▶ **TASK DETAILS**
Pull out every line of the records below that contains the word "black", and copy each one in full.

▶ **EXTRACTED MATERIAL**
■ ■ ■

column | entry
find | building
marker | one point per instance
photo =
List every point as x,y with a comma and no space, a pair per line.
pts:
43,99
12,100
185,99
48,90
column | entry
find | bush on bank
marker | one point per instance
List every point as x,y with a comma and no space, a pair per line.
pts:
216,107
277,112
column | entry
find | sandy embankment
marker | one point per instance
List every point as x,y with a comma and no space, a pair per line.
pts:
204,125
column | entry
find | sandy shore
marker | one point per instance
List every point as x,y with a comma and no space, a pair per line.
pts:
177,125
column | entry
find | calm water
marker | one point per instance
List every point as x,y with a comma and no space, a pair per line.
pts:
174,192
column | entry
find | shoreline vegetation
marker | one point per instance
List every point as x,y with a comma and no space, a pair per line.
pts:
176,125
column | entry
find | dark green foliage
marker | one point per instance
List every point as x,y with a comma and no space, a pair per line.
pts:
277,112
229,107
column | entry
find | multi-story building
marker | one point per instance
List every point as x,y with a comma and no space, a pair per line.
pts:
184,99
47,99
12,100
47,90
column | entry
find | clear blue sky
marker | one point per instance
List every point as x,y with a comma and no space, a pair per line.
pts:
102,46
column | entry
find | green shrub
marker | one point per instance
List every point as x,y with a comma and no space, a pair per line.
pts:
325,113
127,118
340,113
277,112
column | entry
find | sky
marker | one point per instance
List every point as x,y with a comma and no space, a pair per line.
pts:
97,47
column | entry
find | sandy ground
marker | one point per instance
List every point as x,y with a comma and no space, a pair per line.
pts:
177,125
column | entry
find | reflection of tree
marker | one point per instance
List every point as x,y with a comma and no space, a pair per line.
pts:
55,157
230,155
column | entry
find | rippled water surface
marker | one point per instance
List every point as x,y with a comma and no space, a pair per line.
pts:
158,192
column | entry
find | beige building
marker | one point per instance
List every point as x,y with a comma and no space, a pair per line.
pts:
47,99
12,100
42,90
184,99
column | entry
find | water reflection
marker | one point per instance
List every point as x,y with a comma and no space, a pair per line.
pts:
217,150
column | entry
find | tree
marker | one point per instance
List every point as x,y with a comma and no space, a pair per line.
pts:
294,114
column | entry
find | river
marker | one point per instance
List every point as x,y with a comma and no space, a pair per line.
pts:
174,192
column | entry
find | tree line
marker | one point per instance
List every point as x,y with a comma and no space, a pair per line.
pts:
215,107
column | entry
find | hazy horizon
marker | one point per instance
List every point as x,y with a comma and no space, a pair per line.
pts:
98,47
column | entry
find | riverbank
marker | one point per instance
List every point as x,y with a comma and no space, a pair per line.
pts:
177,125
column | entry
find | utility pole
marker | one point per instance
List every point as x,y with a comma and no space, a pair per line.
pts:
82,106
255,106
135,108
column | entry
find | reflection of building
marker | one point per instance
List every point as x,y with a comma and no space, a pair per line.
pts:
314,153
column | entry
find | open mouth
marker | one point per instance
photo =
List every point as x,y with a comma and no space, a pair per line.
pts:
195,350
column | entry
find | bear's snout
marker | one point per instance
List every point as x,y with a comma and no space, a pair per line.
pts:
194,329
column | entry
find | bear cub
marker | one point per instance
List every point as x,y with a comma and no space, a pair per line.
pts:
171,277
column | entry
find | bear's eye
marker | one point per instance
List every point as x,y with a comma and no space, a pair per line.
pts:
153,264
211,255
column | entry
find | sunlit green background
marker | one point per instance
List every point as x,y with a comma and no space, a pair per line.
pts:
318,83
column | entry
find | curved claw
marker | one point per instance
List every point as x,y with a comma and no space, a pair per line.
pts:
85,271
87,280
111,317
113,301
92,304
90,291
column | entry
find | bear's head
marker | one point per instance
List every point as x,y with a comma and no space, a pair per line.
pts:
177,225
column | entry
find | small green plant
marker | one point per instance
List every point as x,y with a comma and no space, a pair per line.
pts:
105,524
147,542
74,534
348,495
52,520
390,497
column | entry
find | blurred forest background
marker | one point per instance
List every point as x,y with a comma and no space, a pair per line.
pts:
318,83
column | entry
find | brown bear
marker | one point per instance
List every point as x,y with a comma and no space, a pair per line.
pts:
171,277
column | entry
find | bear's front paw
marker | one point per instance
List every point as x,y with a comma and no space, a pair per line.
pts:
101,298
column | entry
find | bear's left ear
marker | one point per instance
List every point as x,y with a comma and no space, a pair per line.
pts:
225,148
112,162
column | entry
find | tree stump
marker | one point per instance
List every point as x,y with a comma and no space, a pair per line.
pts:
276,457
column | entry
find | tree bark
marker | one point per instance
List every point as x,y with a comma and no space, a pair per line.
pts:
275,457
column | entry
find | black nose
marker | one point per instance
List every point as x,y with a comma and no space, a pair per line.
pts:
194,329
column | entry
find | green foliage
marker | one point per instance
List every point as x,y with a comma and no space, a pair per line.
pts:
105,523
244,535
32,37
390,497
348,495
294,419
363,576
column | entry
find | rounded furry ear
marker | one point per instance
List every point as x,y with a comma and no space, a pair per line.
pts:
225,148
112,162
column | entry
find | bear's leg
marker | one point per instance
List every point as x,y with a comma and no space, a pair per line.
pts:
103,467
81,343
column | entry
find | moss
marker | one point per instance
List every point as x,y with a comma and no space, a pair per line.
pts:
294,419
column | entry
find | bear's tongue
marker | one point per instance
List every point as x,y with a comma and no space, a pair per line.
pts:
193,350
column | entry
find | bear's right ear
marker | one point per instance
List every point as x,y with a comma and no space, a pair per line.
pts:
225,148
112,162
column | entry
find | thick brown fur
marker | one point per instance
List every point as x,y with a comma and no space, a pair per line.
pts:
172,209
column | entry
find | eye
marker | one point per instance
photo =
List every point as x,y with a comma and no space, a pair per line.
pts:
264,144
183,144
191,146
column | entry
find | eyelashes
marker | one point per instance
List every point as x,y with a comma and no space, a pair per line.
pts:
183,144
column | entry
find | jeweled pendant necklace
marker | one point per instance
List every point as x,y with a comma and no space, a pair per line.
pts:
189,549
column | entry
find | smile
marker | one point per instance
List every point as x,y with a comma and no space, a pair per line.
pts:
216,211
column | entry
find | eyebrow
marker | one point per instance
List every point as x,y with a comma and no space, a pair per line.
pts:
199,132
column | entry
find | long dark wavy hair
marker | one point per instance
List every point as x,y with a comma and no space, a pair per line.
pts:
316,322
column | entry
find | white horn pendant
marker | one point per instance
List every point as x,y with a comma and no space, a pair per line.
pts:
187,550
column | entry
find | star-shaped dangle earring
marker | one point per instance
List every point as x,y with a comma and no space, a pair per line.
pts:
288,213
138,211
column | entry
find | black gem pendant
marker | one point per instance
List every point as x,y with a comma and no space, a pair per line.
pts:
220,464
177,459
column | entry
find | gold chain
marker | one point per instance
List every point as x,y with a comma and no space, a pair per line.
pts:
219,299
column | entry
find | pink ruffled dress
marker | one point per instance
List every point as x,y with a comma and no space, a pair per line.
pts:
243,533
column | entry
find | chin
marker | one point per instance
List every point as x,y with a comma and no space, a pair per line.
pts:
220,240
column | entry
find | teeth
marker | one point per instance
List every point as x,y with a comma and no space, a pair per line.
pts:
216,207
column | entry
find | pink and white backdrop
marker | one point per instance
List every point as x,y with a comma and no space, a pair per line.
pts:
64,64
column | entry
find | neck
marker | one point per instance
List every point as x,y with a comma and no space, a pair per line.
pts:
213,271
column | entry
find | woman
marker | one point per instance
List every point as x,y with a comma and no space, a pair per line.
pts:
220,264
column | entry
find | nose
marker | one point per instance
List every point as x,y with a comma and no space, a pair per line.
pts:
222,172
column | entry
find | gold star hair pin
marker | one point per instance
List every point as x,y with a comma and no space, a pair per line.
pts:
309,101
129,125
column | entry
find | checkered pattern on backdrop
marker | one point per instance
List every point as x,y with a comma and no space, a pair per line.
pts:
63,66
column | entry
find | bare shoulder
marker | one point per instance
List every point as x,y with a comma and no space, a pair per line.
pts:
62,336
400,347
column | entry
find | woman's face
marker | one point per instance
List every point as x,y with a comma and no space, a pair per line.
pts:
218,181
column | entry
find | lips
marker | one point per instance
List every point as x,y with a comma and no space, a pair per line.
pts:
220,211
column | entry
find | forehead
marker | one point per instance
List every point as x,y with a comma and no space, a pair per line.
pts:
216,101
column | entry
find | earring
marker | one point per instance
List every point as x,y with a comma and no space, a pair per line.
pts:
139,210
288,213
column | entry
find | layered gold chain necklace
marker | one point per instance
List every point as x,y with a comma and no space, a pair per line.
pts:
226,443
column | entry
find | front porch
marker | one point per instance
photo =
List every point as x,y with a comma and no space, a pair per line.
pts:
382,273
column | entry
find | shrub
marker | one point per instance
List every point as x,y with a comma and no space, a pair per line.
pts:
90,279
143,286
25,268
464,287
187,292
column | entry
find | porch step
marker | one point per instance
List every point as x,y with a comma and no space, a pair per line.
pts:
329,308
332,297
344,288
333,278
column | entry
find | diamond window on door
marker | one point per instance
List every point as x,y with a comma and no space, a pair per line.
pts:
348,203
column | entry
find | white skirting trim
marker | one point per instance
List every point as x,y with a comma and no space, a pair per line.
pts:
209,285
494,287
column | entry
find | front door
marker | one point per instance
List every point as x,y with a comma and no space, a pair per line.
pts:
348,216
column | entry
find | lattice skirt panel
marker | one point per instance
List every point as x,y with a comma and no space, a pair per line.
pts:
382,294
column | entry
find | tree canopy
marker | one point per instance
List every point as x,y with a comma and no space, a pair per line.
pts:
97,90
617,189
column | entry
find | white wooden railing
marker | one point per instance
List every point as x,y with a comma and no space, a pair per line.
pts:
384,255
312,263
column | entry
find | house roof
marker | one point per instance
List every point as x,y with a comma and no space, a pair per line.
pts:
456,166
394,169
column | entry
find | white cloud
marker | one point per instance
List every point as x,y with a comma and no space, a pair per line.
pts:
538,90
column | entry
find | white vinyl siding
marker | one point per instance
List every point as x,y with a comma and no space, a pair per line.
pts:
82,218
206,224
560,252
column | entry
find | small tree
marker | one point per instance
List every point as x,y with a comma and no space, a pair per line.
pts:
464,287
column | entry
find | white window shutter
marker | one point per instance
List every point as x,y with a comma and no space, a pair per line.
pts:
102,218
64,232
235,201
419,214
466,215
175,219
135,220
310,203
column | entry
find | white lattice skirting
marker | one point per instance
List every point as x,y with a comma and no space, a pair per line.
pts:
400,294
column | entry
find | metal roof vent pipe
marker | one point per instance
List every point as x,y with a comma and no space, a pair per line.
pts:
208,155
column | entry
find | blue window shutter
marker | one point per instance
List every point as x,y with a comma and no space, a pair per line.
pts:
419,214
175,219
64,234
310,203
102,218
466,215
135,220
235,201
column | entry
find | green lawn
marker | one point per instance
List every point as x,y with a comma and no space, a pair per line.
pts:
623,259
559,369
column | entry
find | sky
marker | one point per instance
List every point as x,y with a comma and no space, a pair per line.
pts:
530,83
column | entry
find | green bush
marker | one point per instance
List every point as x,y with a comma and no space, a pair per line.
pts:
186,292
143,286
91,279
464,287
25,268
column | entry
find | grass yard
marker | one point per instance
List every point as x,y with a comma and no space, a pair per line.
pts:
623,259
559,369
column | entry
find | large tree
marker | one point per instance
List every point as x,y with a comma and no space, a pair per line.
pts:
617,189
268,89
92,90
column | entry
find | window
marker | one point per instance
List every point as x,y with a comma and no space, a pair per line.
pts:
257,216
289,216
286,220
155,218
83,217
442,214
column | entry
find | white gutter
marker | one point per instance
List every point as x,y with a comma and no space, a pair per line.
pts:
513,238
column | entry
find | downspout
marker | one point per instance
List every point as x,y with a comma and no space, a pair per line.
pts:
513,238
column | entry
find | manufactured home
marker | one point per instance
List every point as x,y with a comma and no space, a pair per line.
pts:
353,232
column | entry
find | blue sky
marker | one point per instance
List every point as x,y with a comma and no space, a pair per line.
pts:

■ ■ ■

▶ **PROBLEM SOLUTION**
find | black nose
find | black gem pendant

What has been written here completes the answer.